Beginning at the line that contains "Could you identify the wooden" and stopping after the line that contains "Target: wooden stairs", reproduce those lines of the entries with "stairs" changed to "steps" and everything else left unchanged.

** Provided records **
[start]

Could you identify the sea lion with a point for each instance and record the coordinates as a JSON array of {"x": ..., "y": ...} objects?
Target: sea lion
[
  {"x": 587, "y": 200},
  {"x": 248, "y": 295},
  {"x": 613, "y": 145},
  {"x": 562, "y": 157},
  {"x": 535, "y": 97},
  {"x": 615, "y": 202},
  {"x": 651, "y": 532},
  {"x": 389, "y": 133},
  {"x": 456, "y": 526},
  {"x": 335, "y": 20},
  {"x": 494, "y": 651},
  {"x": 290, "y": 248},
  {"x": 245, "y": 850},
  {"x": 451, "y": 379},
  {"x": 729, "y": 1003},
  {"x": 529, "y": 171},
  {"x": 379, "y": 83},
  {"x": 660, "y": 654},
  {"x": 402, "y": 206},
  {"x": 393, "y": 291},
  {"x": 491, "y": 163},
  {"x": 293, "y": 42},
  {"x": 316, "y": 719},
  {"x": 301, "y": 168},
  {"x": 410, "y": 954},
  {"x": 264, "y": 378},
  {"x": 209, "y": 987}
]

[end]
[start]

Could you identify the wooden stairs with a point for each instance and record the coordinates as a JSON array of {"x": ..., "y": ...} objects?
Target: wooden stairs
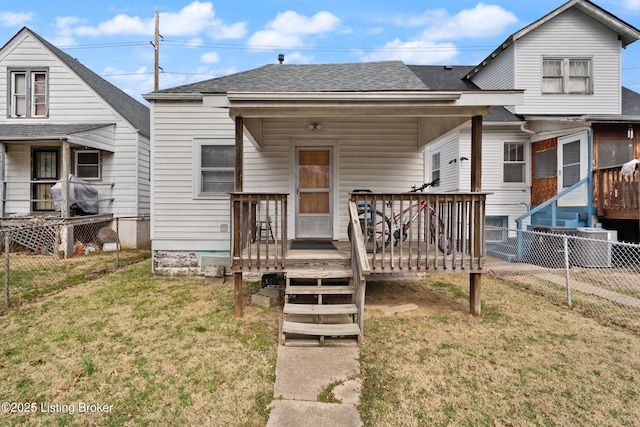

[end]

** Final result **
Could you identify the wooden steps with a point for each instance and record the coordinates as a JSON array of {"x": ..., "y": ...} objects?
Target: wooden steps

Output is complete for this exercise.